Stated exercise a | Quote the dolls house drawing exercise word for word, beginning at the words "Above is a quick" and stopping after "we are exploring.".

Google SketchUp image
Exercise: Drawing the Dolls House
It's not much of a leap from drawing boxes to drawing houses, as most architecture uses the box as it's primary design module. In class we'll project light on the dolls house in the same way as with the cardboard boxes so that if you have or want to take the time, you can do some shading on the drawing with crayon or with wash.

Above is a quick snap of the point of view of the dolls house from which I developed the drawing/sketch below.
Below are two stages of my drawing of the house. Notice how I imagined the whole house within a larger cube or box from which I 'chopped' and 'chiselled' the house. An alternative, way of constructing the drawing might be assembling the component cubes of the house and then carving them down, as with drawing the cars in the next exercise. For example, you draw the cube for base. You draw the cube for the main body of the house. You draw a cube to represent the overbearing roof. Then you chisel it down and add superstructure. If you have ever used the free 3D modelling program Google Sketch Up you will know that you construct your objects very similarly to the modular type of drawing that we are exploring.

Stated exercise b | Convert the entries below into a numbered list, starting at the line that contains "target: tree" and running through the end of the entries, with blank lines left out.

(Rows from a dataset of labeled boxes)
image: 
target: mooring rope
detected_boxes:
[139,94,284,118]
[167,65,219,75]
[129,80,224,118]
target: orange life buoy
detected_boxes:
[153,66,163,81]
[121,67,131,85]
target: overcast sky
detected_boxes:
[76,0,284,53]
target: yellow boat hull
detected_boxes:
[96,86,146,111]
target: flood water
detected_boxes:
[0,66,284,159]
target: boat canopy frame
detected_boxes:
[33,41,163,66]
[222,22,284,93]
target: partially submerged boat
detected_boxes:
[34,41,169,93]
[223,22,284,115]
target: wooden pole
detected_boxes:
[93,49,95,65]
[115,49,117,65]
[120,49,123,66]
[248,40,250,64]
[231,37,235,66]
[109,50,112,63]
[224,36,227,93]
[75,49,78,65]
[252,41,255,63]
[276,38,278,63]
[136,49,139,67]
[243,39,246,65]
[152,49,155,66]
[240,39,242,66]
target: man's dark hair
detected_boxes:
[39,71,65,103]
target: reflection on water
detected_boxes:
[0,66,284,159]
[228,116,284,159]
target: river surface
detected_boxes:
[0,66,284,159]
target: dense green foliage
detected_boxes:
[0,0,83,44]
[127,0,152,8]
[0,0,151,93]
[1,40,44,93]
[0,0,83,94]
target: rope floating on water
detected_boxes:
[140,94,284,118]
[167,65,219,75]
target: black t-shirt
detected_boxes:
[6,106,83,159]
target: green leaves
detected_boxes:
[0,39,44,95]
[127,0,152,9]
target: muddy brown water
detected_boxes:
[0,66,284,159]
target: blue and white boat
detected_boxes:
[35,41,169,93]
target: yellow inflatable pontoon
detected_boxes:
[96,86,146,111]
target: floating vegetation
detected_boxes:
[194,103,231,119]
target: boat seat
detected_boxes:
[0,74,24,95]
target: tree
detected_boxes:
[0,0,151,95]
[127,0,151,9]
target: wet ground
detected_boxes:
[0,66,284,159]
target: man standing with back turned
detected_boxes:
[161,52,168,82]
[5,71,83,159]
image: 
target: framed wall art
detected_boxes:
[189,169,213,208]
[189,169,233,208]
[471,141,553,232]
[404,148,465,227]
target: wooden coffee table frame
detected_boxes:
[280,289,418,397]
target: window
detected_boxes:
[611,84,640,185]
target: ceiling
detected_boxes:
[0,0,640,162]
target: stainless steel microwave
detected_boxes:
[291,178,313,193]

Result a |
Above is a quick snap of the point of view of the dolls house from which I developed the drawing/sketch below.
Below are two stages of my drawing of the house. Notice how I imagined the whole house within a larger cube or box from which I 'chopped' and 'chiselled' the house. An alternative, way of constructing the drawing might be assembling the component cubes of the house and then carving them down, as with drawing the cars in the next exercise. For example, you draw the cube for base. You draw the cube for the main body of the house. You draw a cube to represent the overbearing roof. Then you chisel it down and add superstructure. If you have ever used the free 3D modelling program Google Sketch Up you will know that you construct your objects very similarly to the modular type of drawing that we are exploring.

Result b |
1. target: tree
2. detected_boxes:
3. [0,0,151,95]
4. [127,0,151,9]
5. target: wet ground
6. detected_boxes:
7. [0,66,284,159]
8. target: man standing with back turned
9. detected_boxes:
10. [161,52,168,82]
11. [5,71,83,159]
12. image: 
13. target: framed wall art
14. detected_boxes:
15. [189,169,213,208]
16. [189,169,233,208]
17. [471,141,553,232]
18. [404,148,465,227]
19. target: wooden coffee table frame
20. detected_boxes:
21. [280,289,418,397]
22. target: window
23. detected_boxes:
24. [611,84,640,185]
25. target: ceiling
26. detected_boxes:
27. [0,0,640,162]
28. target: stainless steel microwave
29. detected_boxes:
30. [291,178,313,193]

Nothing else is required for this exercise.